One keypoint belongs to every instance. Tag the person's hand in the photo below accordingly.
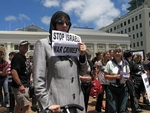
(118, 77)
(55, 108)
(82, 48)
(86, 78)
(4, 72)
(22, 89)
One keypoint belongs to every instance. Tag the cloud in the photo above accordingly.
(23, 16)
(10, 18)
(125, 5)
(50, 3)
(19, 17)
(99, 12)
(46, 20)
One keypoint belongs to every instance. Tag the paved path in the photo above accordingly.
(91, 107)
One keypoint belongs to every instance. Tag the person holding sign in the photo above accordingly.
(56, 78)
(117, 71)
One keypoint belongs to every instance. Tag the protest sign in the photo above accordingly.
(65, 44)
(147, 85)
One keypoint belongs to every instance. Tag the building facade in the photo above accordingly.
(136, 24)
(94, 39)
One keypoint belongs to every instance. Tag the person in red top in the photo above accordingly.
(11, 95)
(3, 80)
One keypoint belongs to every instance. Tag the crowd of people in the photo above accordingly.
(62, 80)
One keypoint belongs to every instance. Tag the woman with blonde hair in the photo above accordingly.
(137, 69)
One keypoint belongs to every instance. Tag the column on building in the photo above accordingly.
(107, 46)
(8, 50)
(95, 48)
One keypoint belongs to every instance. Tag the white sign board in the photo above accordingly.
(147, 85)
(65, 44)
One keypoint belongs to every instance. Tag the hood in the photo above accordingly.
(57, 16)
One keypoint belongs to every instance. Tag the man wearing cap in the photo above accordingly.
(21, 78)
(3, 78)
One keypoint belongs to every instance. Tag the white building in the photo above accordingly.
(94, 39)
(136, 24)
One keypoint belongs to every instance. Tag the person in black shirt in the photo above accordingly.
(21, 78)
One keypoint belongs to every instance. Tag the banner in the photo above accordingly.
(147, 85)
(65, 44)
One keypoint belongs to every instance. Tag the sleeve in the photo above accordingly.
(83, 65)
(107, 68)
(15, 63)
(39, 75)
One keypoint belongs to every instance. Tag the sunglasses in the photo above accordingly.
(60, 22)
(1, 53)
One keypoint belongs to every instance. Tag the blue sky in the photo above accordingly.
(84, 13)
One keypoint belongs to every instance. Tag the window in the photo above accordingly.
(132, 19)
(125, 31)
(140, 16)
(141, 43)
(31, 47)
(133, 44)
(111, 30)
(128, 21)
(133, 36)
(132, 28)
(137, 35)
(135, 18)
(115, 28)
(121, 32)
(129, 29)
(136, 26)
(140, 25)
(121, 25)
(16, 47)
(124, 23)
(141, 34)
(137, 44)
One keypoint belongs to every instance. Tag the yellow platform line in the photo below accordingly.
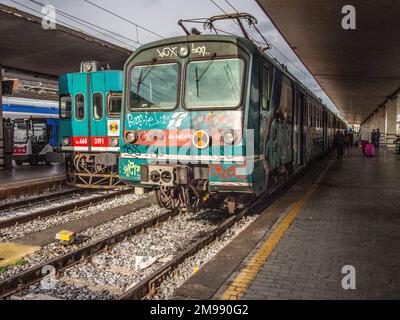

★ ★ ★ ★ ★ ★ ★

Here the lines from the one with "One keypoint belongs to every instance. Tag the window" through the last line of the data above need to be repeated exactly, both included, and any picture omitted.

One keypoint belongs to every instance. Tag the window in the photo above accordingly.
(132, 19)
(125, 31)
(140, 16)
(141, 43)
(31, 47)
(133, 44)
(111, 30)
(128, 21)
(133, 36)
(132, 28)
(137, 35)
(135, 18)
(115, 28)
(121, 32)
(129, 29)
(136, 26)
(140, 25)
(121, 25)
(16, 47)
(124, 23)
(141, 34)
(137, 44)
One keypoint belongs to every instance. Tag the yellow platform line in the photo below accordingly.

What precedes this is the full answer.